**** TEXTAUSZUG ****

Als ich der Drogenhandelsroute folgte, stellte ich fest, dass Regierungen von La Paz bis London immer wieder dieselben vier großen ökonomischen Fehler begehen. Erstens liegt das Hauptaugenmerk auf einer Unterdrückung der Produktion, obwohl es zum Wirtschaftsgrundwissen gehört, dass eine Steuerung der Nachfrage wesentlich sinnvoller wäre. Die Behinderung des Nachschubs hat weniger zu einem Konsumtief als vielmehr zu Preissteigerungen und einem letztendlich noch profitableren kriminellen Markt geführt. Zweitens herrscht ein beharrliches und vernichtendes Kurzzeitdenken vor: Die Regierungen sparen bei frühen Investitionen und nehmen dafür höhere Ausgaben zu einem späteren Zeitpunkt in Kauf. Die Rehabilitierung von Gefangenen, die Schaffung von Arbeitsplätzen und die Suchtbehandlung zählen zu den ersten Bereichen, in denen gekürzt wird, wenn das Budget knapp wird. Die Grenzsicherung, die bei höheren Kosten zum selben Ergebnis führt, muss hingegen nicht um Mittel fürchten. Drittens finden die meisten Versuche, das Problem in den Griff zu bekommen, immer noch auf hoffnungslos nationaler Ebene statt, wiewohl die Drogenkartelle weltweit über Grenzen hinweg agieren. Das Resultat ist, dass das Geschäft überlebt, indem es von einem Rechtsraum zum anderen schlüpft und die unkoordinierten Versuche einzelner Staaten damit lässig umgeht. Der schwerwiegendste Fehler ist schließlich, dass Regierungen Prohibition irrigerweise mit Kontrolle verwechseln. Drogen zu verbieten, was zunächst vernünftig erscheint, hat die Exklusivrechte einer Multimilliarden-Dollar-Industrie den rücksichtslosesten Verbrechernetzwerken der Welt übertragen. Je mehr ich darüber erfuhr, wie die Kartelle ihr Geschäft betreiben, desto mehr fragte ich mich, ob eine Legalisierung nicht das Aus für sie bedeuten würde.

Die folgenden Kapitel werden diese Argumente mit Leben füllen. Unterm Strich jedoch gilt: Die nächsten Schritte der Kartelle vorherzusehen und dafür zu sorgen, dass im Kampf gegen sie nicht Geld und Menschenleben verschwendet werden, ist leichter, wenn man akzeptiert, dass sie wie ganz gewöhnliche multinationale Unternehmen betrieben werden. Dieses Buch ist ein Wirtschaftsleitfaden für Drogenbarone. Es ist aber auch eine Blaupause dafür, wie man sie besiegen kann.

****

■ **DEINE AUFGABEN**:
A: Übersetze aus dem Textauszug über Drogenkartelle den Satz „Dieses Buch ist ein Wirtschaftsleitfaden für Drogenbarone.“ ins Englische.
B: Schreib den Textauszug über Drogenkartelle als Unternehmen nach seinem letzten Satz weiter.

**** DATENAUSZUG ****

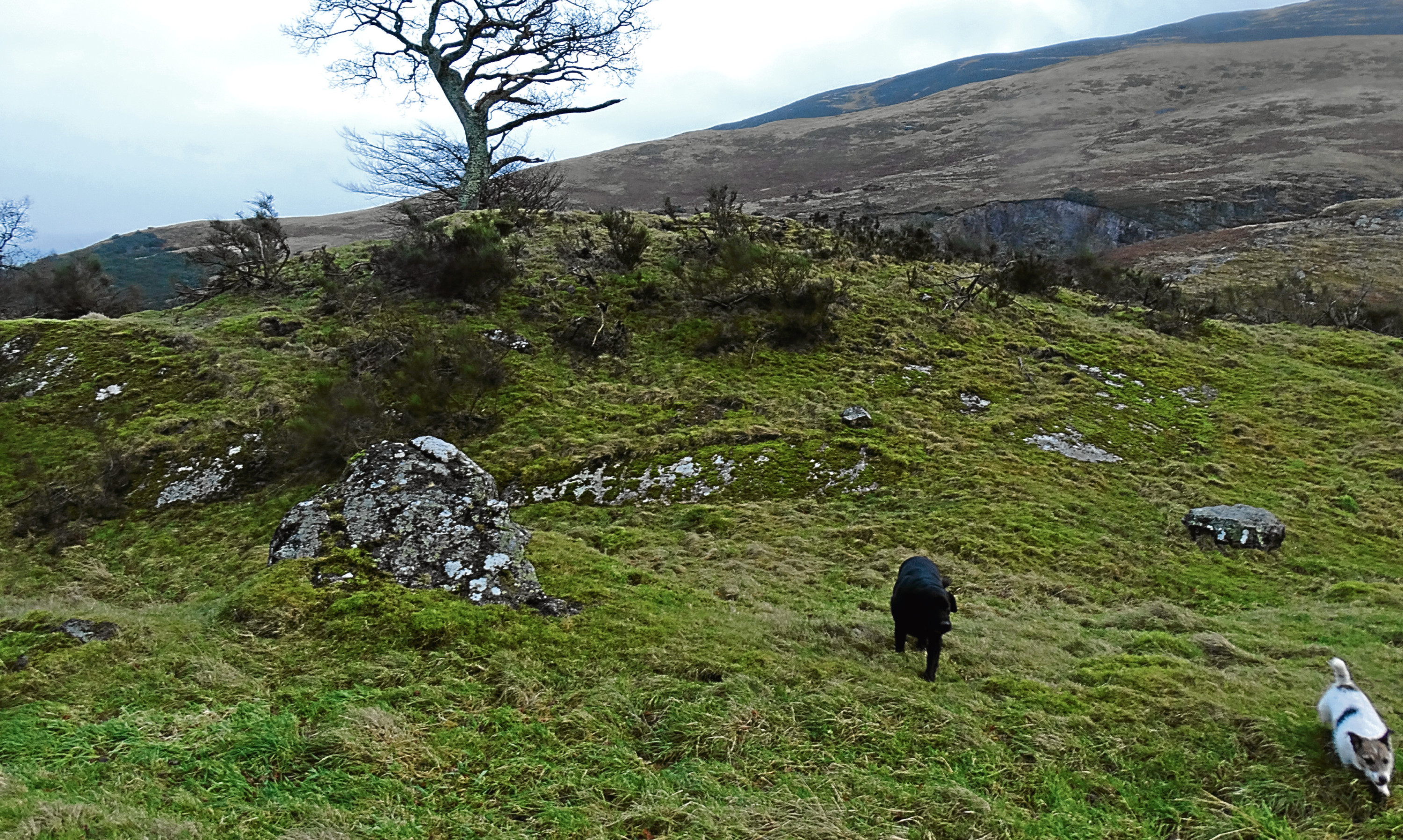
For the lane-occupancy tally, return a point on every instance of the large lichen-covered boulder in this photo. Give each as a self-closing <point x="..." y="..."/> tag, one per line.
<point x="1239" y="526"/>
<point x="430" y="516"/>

****

■ **LÖSUNGEN**:
A: This book is an economics guide for drug lords.

B:
1  DIE KOKAINLIEFERKETTE

Der Kakerlaken-Effekt und die 30 000-Prozent-Handelsspanne

»Mein Name ist Bin Laden.«

Ein nieseliger Frühlingstag in La Paz, der Hauptstadt von Bolivien, deren Höhenlage dem Besucher Kopfschmerzen verursacht. Ich habe mich in einem Eingang untergestellt und warte auf eine Mitfahrgelegenheit in die Berge. Der Wagen ist gerade vorgefahren – ein dunkelgrauer Toyota Land Cruiser, dessen Heckverglasung mit Folie abgedunkelt ist, die sich an den Ecken löst. Der Fahrer steigt aus und stellt sich vor. »Deshalb nennen sie mich Bin Laden«, erklärt er und zupft am Ende eines buschigen, pechschwarzen Barts, der erst gute 15 Zentimeter unter seinem Kinn endet. »Sie sind der Mann, der sehen will, wo wir das coca anpflanzen, richtig?«

Der bin ich. Hier in den Anden hat der Kokainhandel, ein weltweites Geschäft mit einem Umsatz von grob 90 Milliarden Dollar jährlich, seine Wurzeln. Kokain wird in jedem Land der Erde konsumiert, doch praktisch jedes einzelne Krümelchen stammt aus einem von drei Ländern in Südamerika: Bolivien, Kolumbien und Peru. Die Droge, die man als Pulver schnupfen oder in Form von kristallinem »Crack« rauchen kann, wird aus der Kokapflanze hergestellt, einem widerstandsfähigen Strauch, der vor allem am Fuße der Anden beheimatet ist. Hier in Bolivien möchte ich mir ansehen, wie Koka angebaut wird, und mehr über die Geschäfte am Anfang der langen, gewalttätigen und unglaublich gewinnträchtigen Lieferkette des Kokainhandels erfahren.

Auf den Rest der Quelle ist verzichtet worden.